Conheci
José Albano (a poesia dele) em meu tempo de descobertas (o mesmo tempo do
conhecimento da boa literatura, do marxismo, do sonho de ser livre e da fantasia
nos olhos das meninas). Quanto mais o alazão fogoso corria, mais livros se abriam
às minhas aspirações e mais pupilas se fechavam ao meu prazer. Então, em tarde
muito distante daquelas manhãs, lembrei-me de versista cearense devotado a
escrever em tons envelhecidos. Corri ao quarto dos fundos, onde vivem alquimistas
tão antigos quanto ele. Apanhei suas Rimas
(Universidade Federal do Ceará, 1997) e me entreguei à soletração de umas odes,
em voz alta: “Poeta fui e do áspero
destino / Senti bem cedo a mão pesada e dura. / Conheci mais tristeza que
ventura / E sempre andei errante e peregrino”. Então bateram à porta,
com impaciência de adolescente. Corri, cansado e sonolento, ao portão de metal.
Meti a cara no olho mágico: criatura talvez provinda da mais distante esfera espiava
para mim, súplice e bela como as donzelas de antigamente. E se chamava
Valquíria Monterosso. Trazia, nos braços, quatro feixes de papel: Luto doce, de Tatiana Morais; A liberdade é amarela e conversível, de
André Giusti; O senhor das estátuas,
de Pedro Du Bois; e Muitos caminhos e uma
vida, de José de Fátima Silva. Abri a porta e acordei definitivamente: a
moça me visitava pela segunda vez (a primeira se dera no início de julho) e os impressos
por ela trazidos eu lhe tinha emprestado. Quanto a José Albano, tinha nascido
em 1882, em Fortaleza, e se findara em 1923. Tão moço e tão trágico! E mais não
informo, que isto e muito mais estão nas brochuras e na Internet.
Na
sua curiosidade de aprendiz, Valquíria pediu licença (ou não pediu?) e se
apossou dos versos quinhentistas de Albano. “Nunca ouvi falar dele”. Tentei ser
carinhoso: “Não nos é possível saber de tudo. Quando sabemos de bons vates,
estamos abençoados”.
Mudei
bruscamente de assunto: “Conseguiu examinar as quatro obras?” Entregou-mas:
“Sim, senhor”. Folheei o opúsculo de André Giusti: “Trata-se de contista
nascido no Rio de Janeiro”. A estudante não parecia nada interessada na
biografia do jovem. “Não o conheço, como desconheço a maioria das pessoas de
quem recebo escritos”. “E como se dá isto?” Brinquei: “Sou muito conhecido nas
diversas sociedades secretas de escritores. Mandam-me alfarrábios de todos os
feitios, com dedicatórias pomposas (às vezes, me chamam de guru ou mestre). Em
troca, querem elogios “pamposos”. Uns pimpões! Como nunca me atrevo a tecer loas
à toa, terminam por excluir meu nome de suas listas”. “E esse André tem
futuro?” “Só as pitonisas sabem, minha querida”.

= = =

> _Objetivos_
1) Segundo o texto sobre José Albano, em que ano e em que cidade o poeta nasceu?
2) Por favor, prossiga o texto sobre José Albano a partir da última frase apresentada.

= = =

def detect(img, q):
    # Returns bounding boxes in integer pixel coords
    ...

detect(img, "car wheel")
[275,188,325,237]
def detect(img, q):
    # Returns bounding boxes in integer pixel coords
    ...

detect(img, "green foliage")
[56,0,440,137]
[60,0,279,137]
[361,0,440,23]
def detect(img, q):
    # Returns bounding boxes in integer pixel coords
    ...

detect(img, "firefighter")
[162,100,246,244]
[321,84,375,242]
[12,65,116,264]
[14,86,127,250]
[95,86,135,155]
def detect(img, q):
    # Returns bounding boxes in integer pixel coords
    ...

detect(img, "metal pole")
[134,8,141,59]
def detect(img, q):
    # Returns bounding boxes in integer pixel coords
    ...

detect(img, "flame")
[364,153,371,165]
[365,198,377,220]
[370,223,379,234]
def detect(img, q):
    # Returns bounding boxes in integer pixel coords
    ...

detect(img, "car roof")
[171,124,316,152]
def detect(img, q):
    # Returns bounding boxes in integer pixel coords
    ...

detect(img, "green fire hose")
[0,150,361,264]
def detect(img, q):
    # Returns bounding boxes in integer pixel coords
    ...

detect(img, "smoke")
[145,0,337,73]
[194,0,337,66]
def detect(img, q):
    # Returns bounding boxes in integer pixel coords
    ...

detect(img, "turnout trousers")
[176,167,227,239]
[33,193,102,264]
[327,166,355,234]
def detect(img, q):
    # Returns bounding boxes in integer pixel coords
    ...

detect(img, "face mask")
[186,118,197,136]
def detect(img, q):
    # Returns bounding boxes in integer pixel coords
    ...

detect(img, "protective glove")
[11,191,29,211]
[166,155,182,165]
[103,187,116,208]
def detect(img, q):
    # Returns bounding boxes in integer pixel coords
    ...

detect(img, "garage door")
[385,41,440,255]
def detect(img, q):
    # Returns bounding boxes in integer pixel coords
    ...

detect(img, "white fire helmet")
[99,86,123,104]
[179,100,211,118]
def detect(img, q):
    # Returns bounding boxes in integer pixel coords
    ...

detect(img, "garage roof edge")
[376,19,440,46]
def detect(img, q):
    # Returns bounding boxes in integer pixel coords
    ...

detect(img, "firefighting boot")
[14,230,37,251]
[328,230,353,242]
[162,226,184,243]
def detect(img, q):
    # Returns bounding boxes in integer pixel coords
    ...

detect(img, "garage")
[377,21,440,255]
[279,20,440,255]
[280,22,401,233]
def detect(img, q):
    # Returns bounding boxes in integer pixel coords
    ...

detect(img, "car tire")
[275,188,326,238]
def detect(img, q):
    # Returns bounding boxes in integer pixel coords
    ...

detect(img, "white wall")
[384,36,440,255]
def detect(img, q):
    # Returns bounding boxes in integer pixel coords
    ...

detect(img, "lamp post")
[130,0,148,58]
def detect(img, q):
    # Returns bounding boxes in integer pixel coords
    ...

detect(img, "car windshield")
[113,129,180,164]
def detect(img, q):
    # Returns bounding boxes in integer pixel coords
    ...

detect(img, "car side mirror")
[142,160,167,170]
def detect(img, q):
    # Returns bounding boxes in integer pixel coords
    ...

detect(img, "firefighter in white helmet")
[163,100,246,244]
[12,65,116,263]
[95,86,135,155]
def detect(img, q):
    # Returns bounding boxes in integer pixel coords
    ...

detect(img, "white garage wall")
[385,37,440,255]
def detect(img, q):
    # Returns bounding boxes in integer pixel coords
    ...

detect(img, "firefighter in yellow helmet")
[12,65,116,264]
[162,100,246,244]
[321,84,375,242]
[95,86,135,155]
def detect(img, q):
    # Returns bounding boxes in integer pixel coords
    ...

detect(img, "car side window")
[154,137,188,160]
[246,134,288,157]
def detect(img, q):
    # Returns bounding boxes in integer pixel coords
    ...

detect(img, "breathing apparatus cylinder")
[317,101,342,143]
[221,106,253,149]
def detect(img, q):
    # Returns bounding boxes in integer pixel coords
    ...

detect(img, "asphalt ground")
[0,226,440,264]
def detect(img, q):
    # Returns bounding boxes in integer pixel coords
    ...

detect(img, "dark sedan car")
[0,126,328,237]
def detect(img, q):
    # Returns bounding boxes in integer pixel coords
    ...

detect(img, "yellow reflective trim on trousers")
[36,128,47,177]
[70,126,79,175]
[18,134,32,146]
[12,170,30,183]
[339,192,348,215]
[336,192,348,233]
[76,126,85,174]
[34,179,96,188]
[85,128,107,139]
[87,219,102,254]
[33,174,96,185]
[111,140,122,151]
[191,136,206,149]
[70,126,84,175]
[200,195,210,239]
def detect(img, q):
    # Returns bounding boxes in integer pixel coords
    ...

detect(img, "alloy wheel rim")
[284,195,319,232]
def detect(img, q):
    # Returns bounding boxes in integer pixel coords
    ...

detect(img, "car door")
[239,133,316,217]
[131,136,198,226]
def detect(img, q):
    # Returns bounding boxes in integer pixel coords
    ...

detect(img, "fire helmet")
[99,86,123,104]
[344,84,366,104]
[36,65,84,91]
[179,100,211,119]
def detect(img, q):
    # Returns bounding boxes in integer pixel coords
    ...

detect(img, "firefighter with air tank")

= = =

> _Respostas por tarefa_
1) Em 1882, em Fortaleza.

2)
Para
não me perder em considerações de teórico do inconcebível, agarrei o papiro,
abri-o e me pus a parolar: “André Giusti transita com simplicidade tanto pelo
conto mais abreviado (“Vale do Paraíba”) como por aqueles mais cobertos de
matos e permeados de veredas (“A minha forma de chorar sua ausência esta
noite”). Quanto à linguagem, não é possível aproximá-lo de um Eça ou de um
Graciliano. Preocupou-se com o enredo;
esqueceu-se do estilo”. “E isso é bom ou ruim?” “Vem de longe essa pendenga. O
ideal seria boa história urdida em termos e expressões de fácil entendimento
pela maioria”.
Conversamos
mais meia hora a respeito de André e seu pergaminho e passamos a Pedro Du Bois.
“Pelo visto em suas estantes, esse Pedro é muito amigo seu”. Não costumo ufanar-me
de nada, muito menos de amizades: “Na verdade, nunca o vi. No entanto, isso não
me tolhe a vontade de explorar sua poesia, assim como não impediu nem impede de
dedicar algumas horas a Homero”. Virei as folhas de O senhor das estátuas, com certo interesse nas mãos e nos olhos:
“Esse sabe fazer poesia, professor. Como se tivesse fôrma em casa ou na cabeça”.
Completei: “É como se fizesse tijolinhos, rapadurinhas, em moldes de madeira!”
“Sim, nunca uma rapadura de metro ou mais, doce do tamanho de mesa. Apenas
docinhos para o dia-a-dia”. Recordo-me de uns versículos lidos por ela: “a imobilidade do senhor / diante do abismo”.
“Qual o sentido disto?” “Talvez o escultor diante do insondável; talvez Deus
diante do Nada”. Então Pedro Du Bois está aprovado? Por mim e por quem quiser
abrir os olhos.
Fizemos
pausa necessária para ingestão de líquidos e guloseimas. Convoquei minha eterna
Alice, perdida no país dos fogos e dos artifícios, a preparar acepipes para
minhas visitas e seu amo. “Podem vir”. Sentamo-nos ao redor da ampla mesa:
jarra com néctar de mamão e cenoura e outra de laranja com morango. Ao derredor
dos copos, torta de damasco e outra de chocolate. Relembrei-me de José Albano:
“Amar é desejar o sofrimento / e
contentar-se só de ter sofrido, / sem um suspiro vão, sem um gemido, / no mal
mais doloroso e mais cruento”. Ela suspirou, enquanto sorvia gole de
refresco: “Esse pobre poeta sofria muito, professor!” “Por isso, morreu tão
cedo”.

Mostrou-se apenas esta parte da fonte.